• [TO DO] Can you repeat the data below, substituting "grey sock" for every "white sock" and keeping everything else unchanged? Omit the pictures.

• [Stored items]
□ □ □ □

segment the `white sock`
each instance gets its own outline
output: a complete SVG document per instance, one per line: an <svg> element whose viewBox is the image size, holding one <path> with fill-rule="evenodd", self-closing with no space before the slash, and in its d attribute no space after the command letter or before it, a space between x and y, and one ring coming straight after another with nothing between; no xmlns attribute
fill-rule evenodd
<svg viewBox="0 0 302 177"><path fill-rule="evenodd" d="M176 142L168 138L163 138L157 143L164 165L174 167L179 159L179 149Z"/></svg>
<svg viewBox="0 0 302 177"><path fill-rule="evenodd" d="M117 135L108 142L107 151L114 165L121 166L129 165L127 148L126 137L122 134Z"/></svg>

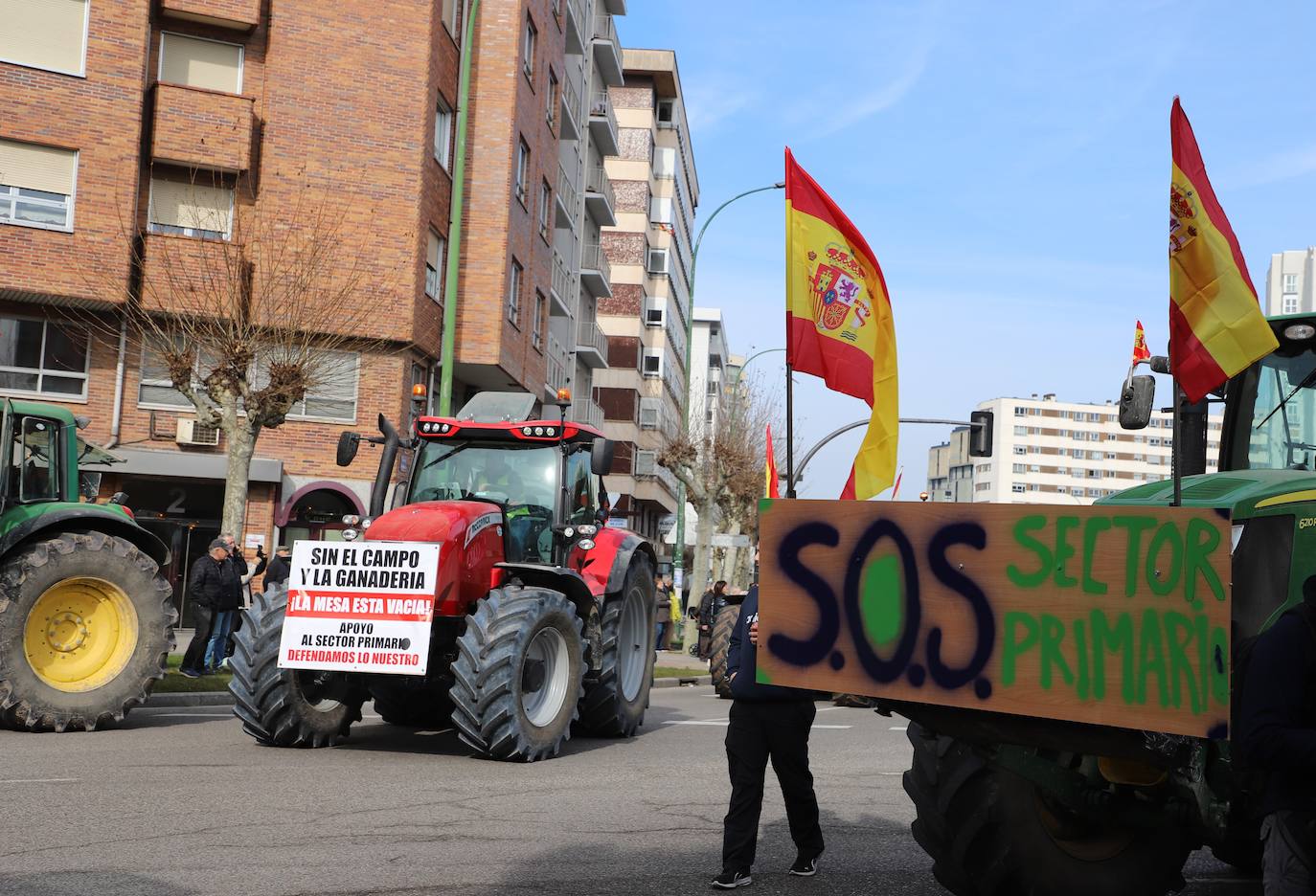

□ □ □ □

• [WRITTEN SOLUTION]
segment the `grey sock`
each instance gets its own outline
output: a complete SVG document per instance, one per line: an <svg> element whose viewBox is the image size, holding one <path> with fill-rule="evenodd", self-closing with no space before the slash, and in its d attribute no space after the command letter or before it, a space between x and y, and one ring coming straight after another with nothing between; no xmlns attribute
fill-rule evenodd
<svg viewBox="0 0 302 177"><path fill-rule="evenodd" d="M176 142L168 138L163 138L157 143L164 165L174 167L179 159L179 149Z"/></svg>
<svg viewBox="0 0 302 177"><path fill-rule="evenodd" d="M117 135L108 142L107 151L114 165L121 166L129 165L127 148L126 137L122 134Z"/></svg>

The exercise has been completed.